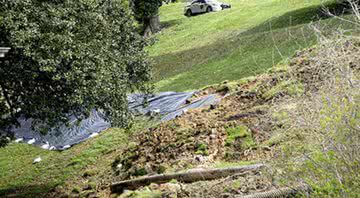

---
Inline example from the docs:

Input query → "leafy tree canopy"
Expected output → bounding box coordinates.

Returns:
[0,0,151,135]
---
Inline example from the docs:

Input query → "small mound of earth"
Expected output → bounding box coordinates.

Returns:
[113,76,274,179]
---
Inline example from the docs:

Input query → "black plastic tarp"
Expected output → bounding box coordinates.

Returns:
[6,92,219,150]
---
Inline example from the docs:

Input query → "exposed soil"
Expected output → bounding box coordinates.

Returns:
[50,39,360,197]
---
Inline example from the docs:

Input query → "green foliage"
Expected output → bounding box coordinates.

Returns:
[195,143,209,155]
[263,80,304,100]
[149,0,354,91]
[0,128,128,197]
[0,0,151,133]
[119,189,162,198]
[131,0,162,23]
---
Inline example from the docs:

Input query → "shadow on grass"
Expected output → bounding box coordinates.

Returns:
[160,19,181,29]
[153,0,352,91]
[0,184,55,198]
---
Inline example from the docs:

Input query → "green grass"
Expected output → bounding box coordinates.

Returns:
[0,129,127,197]
[148,0,351,91]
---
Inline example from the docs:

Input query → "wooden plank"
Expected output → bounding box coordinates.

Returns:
[110,164,264,193]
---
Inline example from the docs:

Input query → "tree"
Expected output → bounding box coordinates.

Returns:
[131,0,162,37]
[0,0,151,136]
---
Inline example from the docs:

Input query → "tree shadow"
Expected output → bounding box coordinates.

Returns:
[0,184,55,198]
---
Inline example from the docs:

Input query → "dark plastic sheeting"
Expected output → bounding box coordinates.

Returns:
[4,92,219,150]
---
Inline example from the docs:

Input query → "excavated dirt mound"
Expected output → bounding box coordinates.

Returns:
[113,76,276,179]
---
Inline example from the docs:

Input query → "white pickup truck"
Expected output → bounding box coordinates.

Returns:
[184,0,231,17]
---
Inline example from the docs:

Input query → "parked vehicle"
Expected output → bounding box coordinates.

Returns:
[184,0,231,17]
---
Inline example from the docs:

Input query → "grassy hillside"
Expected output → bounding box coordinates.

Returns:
[0,129,127,197]
[0,0,358,197]
[149,0,352,91]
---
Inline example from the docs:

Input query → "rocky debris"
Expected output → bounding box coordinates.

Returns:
[113,76,282,179]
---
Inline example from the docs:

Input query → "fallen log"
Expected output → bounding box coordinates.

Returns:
[235,184,311,198]
[110,164,264,193]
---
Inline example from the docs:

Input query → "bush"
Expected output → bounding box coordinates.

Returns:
[0,0,151,133]
[272,36,360,197]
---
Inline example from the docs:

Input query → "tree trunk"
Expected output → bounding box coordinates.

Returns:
[143,16,160,37]
[110,164,264,193]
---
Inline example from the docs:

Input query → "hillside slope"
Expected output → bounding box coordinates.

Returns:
[149,0,351,91]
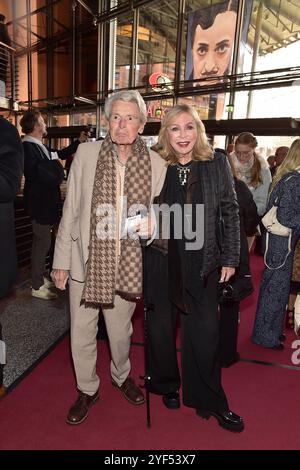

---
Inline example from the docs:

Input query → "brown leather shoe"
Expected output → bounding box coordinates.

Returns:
[66,390,99,424]
[111,377,145,405]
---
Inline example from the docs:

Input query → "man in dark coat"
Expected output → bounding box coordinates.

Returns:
[0,117,23,298]
[20,109,88,300]
[0,117,23,396]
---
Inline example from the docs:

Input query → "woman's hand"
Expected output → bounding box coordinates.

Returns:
[51,269,69,290]
[219,266,235,282]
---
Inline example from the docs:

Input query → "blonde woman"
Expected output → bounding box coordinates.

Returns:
[147,105,244,432]
[252,139,300,350]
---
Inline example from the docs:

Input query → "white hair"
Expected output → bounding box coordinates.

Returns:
[104,90,147,123]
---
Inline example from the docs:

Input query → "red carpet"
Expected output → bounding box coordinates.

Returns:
[0,339,300,450]
[0,252,300,450]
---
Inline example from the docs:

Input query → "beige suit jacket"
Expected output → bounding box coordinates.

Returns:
[53,142,167,282]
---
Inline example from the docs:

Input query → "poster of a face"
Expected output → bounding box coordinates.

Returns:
[185,0,238,86]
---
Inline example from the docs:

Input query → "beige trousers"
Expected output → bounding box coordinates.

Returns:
[69,279,135,395]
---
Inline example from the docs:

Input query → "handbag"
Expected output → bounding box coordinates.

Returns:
[261,204,292,237]
[219,274,254,303]
[261,198,292,269]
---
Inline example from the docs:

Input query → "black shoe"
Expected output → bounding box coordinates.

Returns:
[196,410,245,432]
[163,392,180,410]
[221,353,240,368]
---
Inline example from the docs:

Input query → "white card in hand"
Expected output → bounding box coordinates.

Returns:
[0,341,6,364]
[51,152,58,160]
[125,214,141,235]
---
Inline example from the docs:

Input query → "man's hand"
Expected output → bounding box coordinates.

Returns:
[136,215,155,239]
[219,266,235,282]
[51,269,69,290]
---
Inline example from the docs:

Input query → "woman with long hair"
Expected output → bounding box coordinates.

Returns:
[252,139,300,350]
[231,132,272,249]
[147,105,244,432]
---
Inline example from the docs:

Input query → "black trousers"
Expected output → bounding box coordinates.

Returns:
[146,248,181,395]
[0,323,3,388]
[220,302,240,367]
[147,249,228,411]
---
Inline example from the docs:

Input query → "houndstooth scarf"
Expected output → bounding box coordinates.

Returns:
[82,135,151,305]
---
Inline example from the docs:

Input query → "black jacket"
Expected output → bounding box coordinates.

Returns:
[0,117,24,298]
[23,140,80,225]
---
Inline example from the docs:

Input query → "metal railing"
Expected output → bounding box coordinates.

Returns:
[0,42,18,109]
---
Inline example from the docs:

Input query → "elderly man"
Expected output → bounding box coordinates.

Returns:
[52,91,166,424]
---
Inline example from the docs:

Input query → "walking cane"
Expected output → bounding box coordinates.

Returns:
[141,239,151,428]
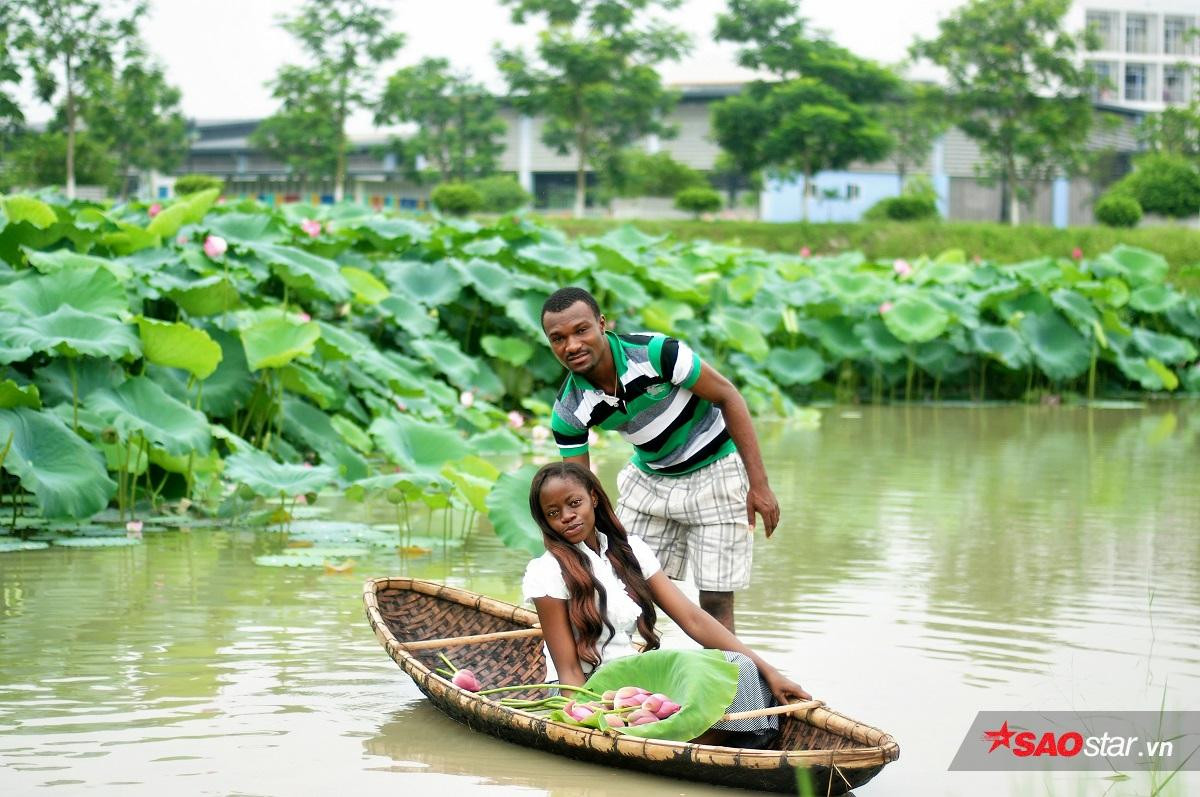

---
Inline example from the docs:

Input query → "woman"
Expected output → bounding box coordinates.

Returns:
[522,462,811,747]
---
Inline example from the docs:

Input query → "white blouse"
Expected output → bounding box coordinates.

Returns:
[521,532,662,682]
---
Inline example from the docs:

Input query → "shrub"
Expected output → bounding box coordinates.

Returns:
[175,174,224,197]
[676,187,721,217]
[469,174,533,214]
[430,182,484,216]
[863,194,937,221]
[1109,155,1200,218]
[1094,192,1141,227]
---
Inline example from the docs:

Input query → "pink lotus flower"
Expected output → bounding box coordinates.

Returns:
[204,235,229,259]
[450,670,480,691]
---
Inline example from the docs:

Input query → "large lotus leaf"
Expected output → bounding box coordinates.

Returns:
[767,346,829,386]
[583,649,738,742]
[708,312,770,362]
[138,318,221,379]
[146,188,221,240]
[0,197,59,229]
[241,316,320,371]
[22,252,133,282]
[204,212,283,244]
[1133,326,1196,364]
[486,465,547,556]
[479,335,533,366]
[412,338,477,390]
[88,377,211,456]
[799,316,866,360]
[367,414,472,468]
[0,269,130,318]
[251,244,352,301]
[1129,283,1183,313]
[0,379,42,409]
[912,340,971,379]
[342,265,391,305]
[1166,298,1200,338]
[883,294,950,343]
[167,274,241,316]
[1020,310,1092,380]
[516,240,596,274]
[853,316,907,362]
[380,260,464,307]
[971,326,1030,371]
[200,328,254,418]
[224,449,337,498]
[0,407,116,517]
[283,397,367,481]
[379,293,438,337]
[0,305,140,360]
[1093,249,1170,287]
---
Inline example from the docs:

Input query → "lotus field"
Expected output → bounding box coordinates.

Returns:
[0,192,1200,550]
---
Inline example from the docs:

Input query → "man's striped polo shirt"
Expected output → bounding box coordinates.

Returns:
[551,332,736,477]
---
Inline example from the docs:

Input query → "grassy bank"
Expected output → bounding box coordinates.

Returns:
[546,218,1200,292]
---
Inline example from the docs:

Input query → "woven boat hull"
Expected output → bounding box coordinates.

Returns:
[364,579,899,795]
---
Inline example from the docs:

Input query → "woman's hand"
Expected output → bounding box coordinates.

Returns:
[762,669,812,706]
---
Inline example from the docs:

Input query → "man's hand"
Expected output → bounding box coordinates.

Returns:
[746,485,779,537]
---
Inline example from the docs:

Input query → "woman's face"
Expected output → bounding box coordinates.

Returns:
[539,477,596,545]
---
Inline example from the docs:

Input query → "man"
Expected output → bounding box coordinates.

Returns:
[541,288,779,631]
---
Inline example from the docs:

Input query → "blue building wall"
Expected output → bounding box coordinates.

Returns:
[762,172,900,222]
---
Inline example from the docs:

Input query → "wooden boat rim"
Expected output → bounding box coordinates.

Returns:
[362,576,900,769]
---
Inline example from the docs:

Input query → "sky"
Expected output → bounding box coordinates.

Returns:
[26,0,961,132]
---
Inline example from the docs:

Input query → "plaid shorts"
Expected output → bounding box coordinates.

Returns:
[617,454,754,592]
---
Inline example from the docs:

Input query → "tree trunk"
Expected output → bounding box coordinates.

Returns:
[67,58,76,199]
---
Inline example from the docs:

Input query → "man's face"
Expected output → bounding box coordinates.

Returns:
[541,301,610,374]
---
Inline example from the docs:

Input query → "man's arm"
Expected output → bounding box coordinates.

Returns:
[691,362,779,537]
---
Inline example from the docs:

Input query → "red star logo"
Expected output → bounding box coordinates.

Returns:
[983,720,1013,753]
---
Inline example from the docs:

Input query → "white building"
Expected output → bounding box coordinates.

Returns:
[1067,0,1200,112]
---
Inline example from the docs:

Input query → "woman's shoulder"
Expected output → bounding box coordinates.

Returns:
[521,551,568,600]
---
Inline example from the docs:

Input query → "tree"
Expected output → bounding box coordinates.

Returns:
[911,0,1097,224]
[17,0,146,199]
[80,43,187,198]
[881,80,949,186]
[497,0,689,217]
[256,0,404,202]
[713,0,898,220]
[1138,102,1200,160]
[376,58,504,181]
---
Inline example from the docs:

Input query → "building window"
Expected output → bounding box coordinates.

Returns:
[1163,66,1188,104]
[1163,17,1194,55]
[1087,61,1117,102]
[1126,14,1150,53]
[1126,64,1150,102]
[1087,11,1121,52]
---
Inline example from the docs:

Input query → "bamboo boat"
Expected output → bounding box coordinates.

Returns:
[362,577,900,795]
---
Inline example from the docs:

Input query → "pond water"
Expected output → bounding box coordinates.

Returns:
[0,403,1200,797]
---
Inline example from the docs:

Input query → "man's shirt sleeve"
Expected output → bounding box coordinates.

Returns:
[649,335,701,390]
[550,401,588,457]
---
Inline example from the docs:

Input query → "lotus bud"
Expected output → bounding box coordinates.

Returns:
[204,235,229,259]
[450,670,480,691]
[654,700,683,719]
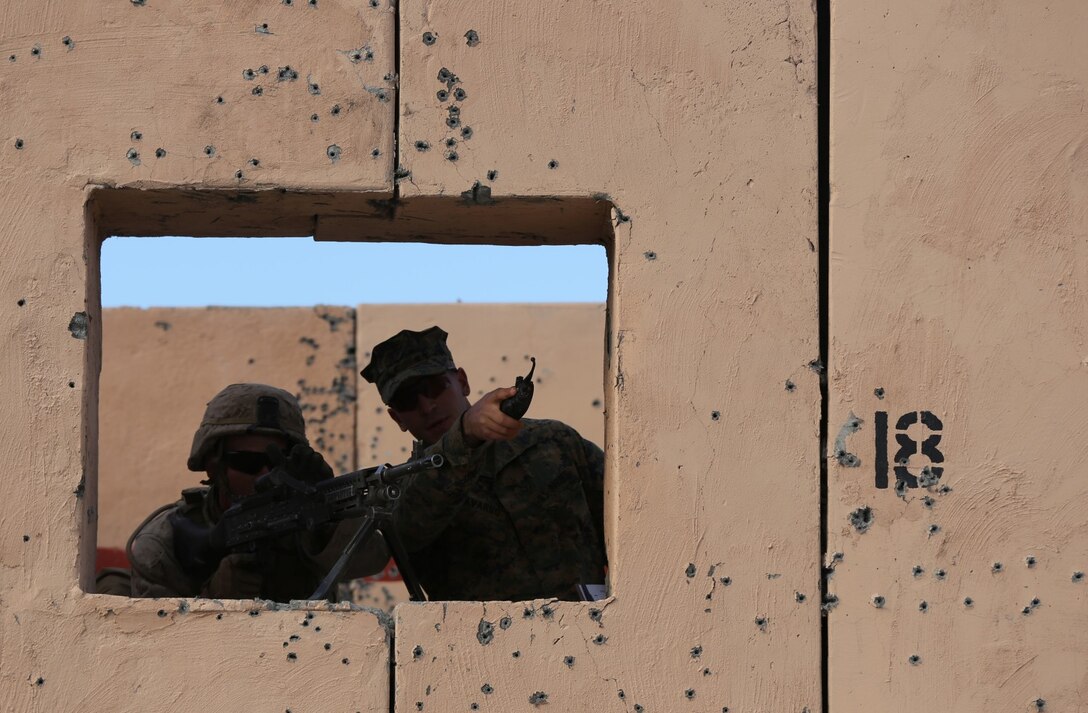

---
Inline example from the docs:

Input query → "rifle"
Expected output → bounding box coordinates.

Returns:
[220,454,444,601]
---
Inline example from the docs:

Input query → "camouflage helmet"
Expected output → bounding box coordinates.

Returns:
[187,384,309,471]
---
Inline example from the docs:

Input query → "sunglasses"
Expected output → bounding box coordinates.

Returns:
[223,451,272,476]
[390,372,449,411]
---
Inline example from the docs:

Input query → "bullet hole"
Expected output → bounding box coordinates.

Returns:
[850,505,873,533]
[69,312,90,340]
[477,619,495,647]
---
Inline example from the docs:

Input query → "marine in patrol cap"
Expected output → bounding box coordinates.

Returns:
[186,383,309,471]
[360,327,457,404]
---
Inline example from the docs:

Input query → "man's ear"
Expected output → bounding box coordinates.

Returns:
[385,408,408,431]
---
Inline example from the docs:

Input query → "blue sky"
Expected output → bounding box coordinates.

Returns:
[101,237,608,307]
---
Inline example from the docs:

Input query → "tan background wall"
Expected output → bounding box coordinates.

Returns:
[829,0,1088,713]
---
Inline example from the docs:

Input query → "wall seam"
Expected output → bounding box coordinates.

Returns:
[815,0,831,713]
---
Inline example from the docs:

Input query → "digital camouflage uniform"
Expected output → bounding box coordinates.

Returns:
[362,327,606,601]
[128,384,388,602]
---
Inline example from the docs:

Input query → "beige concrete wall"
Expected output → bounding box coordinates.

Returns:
[0,0,820,711]
[829,0,1088,713]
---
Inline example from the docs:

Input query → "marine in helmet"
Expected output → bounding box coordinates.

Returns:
[362,327,606,601]
[127,383,388,602]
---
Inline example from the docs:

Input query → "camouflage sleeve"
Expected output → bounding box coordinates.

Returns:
[128,507,197,597]
[394,418,480,552]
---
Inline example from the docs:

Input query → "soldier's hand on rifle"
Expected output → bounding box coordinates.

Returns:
[265,443,333,483]
[461,386,521,445]
[168,511,226,574]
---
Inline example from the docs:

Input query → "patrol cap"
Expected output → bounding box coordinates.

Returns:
[360,327,457,404]
[186,383,309,471]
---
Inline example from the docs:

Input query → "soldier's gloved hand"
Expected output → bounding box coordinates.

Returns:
[201,552,264,599]
[264,443,333,483]
[166,509,226,574]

**Given task:** Could you reprint the data from its very start through the line with "[131,0,162,23]", switching "Input query" to "Search phrase" and leaving everything else unchanged? Leave the pictures out.

**Answer:**
---
Inline example from the docs:

Search phrase → "leafy tree canopy"
Expected output → bounding box coordinates.

Returns:
[0,0,151,135]
---
Inline example from the docs:

Search phrase → "small mound of earth"
Expected output → bounding box coordinates.

Returns:
[113,76,274,179]
---
Inline example from the docs:

Search phrase → "black plastic tarp"
Expected output → bounding box coordinates.

Returns:
[6,92,219,150]
---
Inline example from the docs:

Search phrase → "exposed soil"
Expected output → bounding box coordinates.

Returns:
[50,39,360,197]
---
Inline example from the docs:

Search phrase → "green foliage"
Expected output → bounding box coordinates.

Returns:
[195,143,209,155]
[263,80,304,100]
[149,0,354,91]
[0,128,128,197]
[0,0,151,133]
[119,189,162,198]
[131,0,162,23]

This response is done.